The experimental tractability of biological systems makes it possible to explore the idea that causal relationships can be estimated from observational data.
““Happy is he who is able to know the causes of things.”— Virgil”
The idea that one needs to do an experiment—a controlled perturbation of a single variable—to assign cause and effect is deeply embedded in traditional thinking about the way scientific knowledge is obtained, but it is largely absent from everyday life. One knows, without doing an experiment, that the street is wet on a rainy day because the rain has fallen. To be sure, this form of causal reasoning requires prior knowledge. One has seen the co-occurrence of rain and the wet street many times and been taught that rain causes wetness. And although such relationships are, in the strict sense, merely very good correlations, human beings routinely, and necessarily, use them to assign cause and effect.
As discussed on this page a year ago, this form of thinking, at least as a starting point for hypothesis-making, is in practice not uncommon in scientific research as well. Even before our data-driven age, a testable idea often began with an observation. When the structure of a voltage-gated potassium channel was first solved, for instance, the physical basis for potassium selectivity was suggested from observing the disposition of the residues known to allow potassium, but not sodium, ions to pass. In another example a century or so earlier, Ramón y Cajal famously predicted many features of the operation of the nervous system, including the directionality of neuronal signaling, based on his observations of the organization of neurons in the brain. Experiments had to be designed to test these ideas, but the hypotheses about cause and effect were generated at least in part by observation.
Many areas of contemporary biology seek to learn causal relationships from biological data. In systems biology, for instance, researchers use measurements of gene expression, cellular protein amounts or metabolite levels, among other types of data, to assign causal or regulatory relationships in models describing the cell. In the context of large-scale systems data, it is usually not possible to assign such relationships just by looking at the data by eye. Statistical and visualization tools are needed, when, for example, one is looking at lists of expression data of thousands of genes and trying to determine which genes regulate what other genes. The methods used to assign causal arrows typically involve perturbation experiments. When unperturbed data are used, additional information such as change over time or prior biological knowledge has been used to order the data.
A Correspondence by Maathuis and colleagues published in this issue (p. 247), in contrast, explores the notion that it might be possible to estimate causal relationships simply by observing random variation in unperturbed data, with no other information added. Making use of gene expression data obtained either from single gene knockouts in yeast—a classical perturbation experiment—or from parallel control measurements on wild-type yeast, an unperturbed system in which there is presumably only random variation, the authors report that, under some assumptions, statistical analysis can be used to predict the strongest causal effects from the control data alone.
The idea that such prediction is theoretically possible is not in itself new and has received some interest in, among others, the social scientific, economic and medical spheres. But it is an idea that is not easy to test in a real-world setting. In a sense, then, the study in this issue exploits the unique properties of biological systems—their complexity, the availability of good tools for precise and ethical system manipulation, and the well-developed technology for acquiring large-scale unbiased data—to test an idea that could have interest and value outside the biological realm as well.
It is worth noting that the assumptions made—in its current iteration, the approach by Maathuis and colleagues provides no allowance for feedback and does not incorporate change over time—could pose serious obstacles for understanding biological as well as other systems. What is more, statistical inference will clearly not replace perturbation experiments in systems that are amenable to manipulation.
Nonetheless, causal inference from purely observed data could have practical value in the prioritization and design of perturbation experiments. Perturbations can be impossible, for instance, if the tools available are not specific enough, unethical, for example in human studies, or simply unfeasible owing to cost or impracticality. Observational data could be used to identify candidate causal relationships, which could then be the basis for the design of targeted perturbations or for further analysis.

## Collected data

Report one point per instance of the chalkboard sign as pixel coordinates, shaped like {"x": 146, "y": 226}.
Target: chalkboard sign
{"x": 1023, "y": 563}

## What to work on
In the text on causal inference, what two things does the current approach by Maathuis and colleagues not account for?

## Answer below
It makes no allowance for feedback and does not incorporate change over time.